--- Text under study Enclosed Below ---
This includes the ability to empathize, read between the
lines, and analyze what they hear. Product knowledge is
essential to enable them to handle routine customer
questions. This product knowledge is acquired through the
training program. Account Executives need to be able to sit
for long periods, often in small cubes. Those who have had
experience in a quality telesales program and have
experience with the product have the best background for
success (Harlan, Woolfson, Jr. 1991).
If one were to compare telesales to field sales, it is evident
that the pure ratios favor telesales. On the average, it is
possible for a field sales person to make five or six calls a
day whereas a telesales person can make over one
hundred contacts a day. If the same contact level were to
be achieved in field sales, five salespersons would have to
be added for every one telesales person (Baier, 1994).
Understanding this, the company has no plans of extended
it sales force from inside to outside.
The success of Computability depends on the success of
their corporate account executives. Computability is unsure
at this time which of the following factors play a role in the
employees abilities to increase sales profits and which
factors are most significant: length of employment, sex,
education level, number and/or length of sales calls per
month, and attendance.
The first step in determining which factors are most
significant is to state the null hypotheses and alternative
hypotheses. The null hypotheses states there is a
relationship between the improvement in adjusted gross
profit from sales and the influence from the above named
Ho: The mean of age of
employment is equal to the mean
of sex is equal to the mean of
education level is equal to the
mean of number and/or length of
sales calls per month is equal to
the mean of attendance.
--- End of Enclosed Text under study ---
--- Excerpted records Enclosed Below ---
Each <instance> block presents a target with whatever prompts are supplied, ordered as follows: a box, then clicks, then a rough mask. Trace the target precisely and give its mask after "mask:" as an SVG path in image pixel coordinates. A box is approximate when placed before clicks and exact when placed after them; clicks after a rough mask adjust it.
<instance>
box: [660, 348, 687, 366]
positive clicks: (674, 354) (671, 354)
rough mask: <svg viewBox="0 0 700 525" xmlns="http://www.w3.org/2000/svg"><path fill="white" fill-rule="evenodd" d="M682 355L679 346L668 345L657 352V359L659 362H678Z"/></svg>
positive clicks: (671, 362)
--- End of Enclosed Excerpted records ---
What this exercise asks:
(a) From the telesales passage, list the factors that Computability is unsure play a role in its employees' ability to increase sales profits.
(b) According to the telesales passage, how many calls a day can a field sales person make on average?

Solution set:
(a)
- Length of employment
- Sex
- Education level
- Number and/or length of sales calls per month
- Attendance

(b) Five or six calls a day.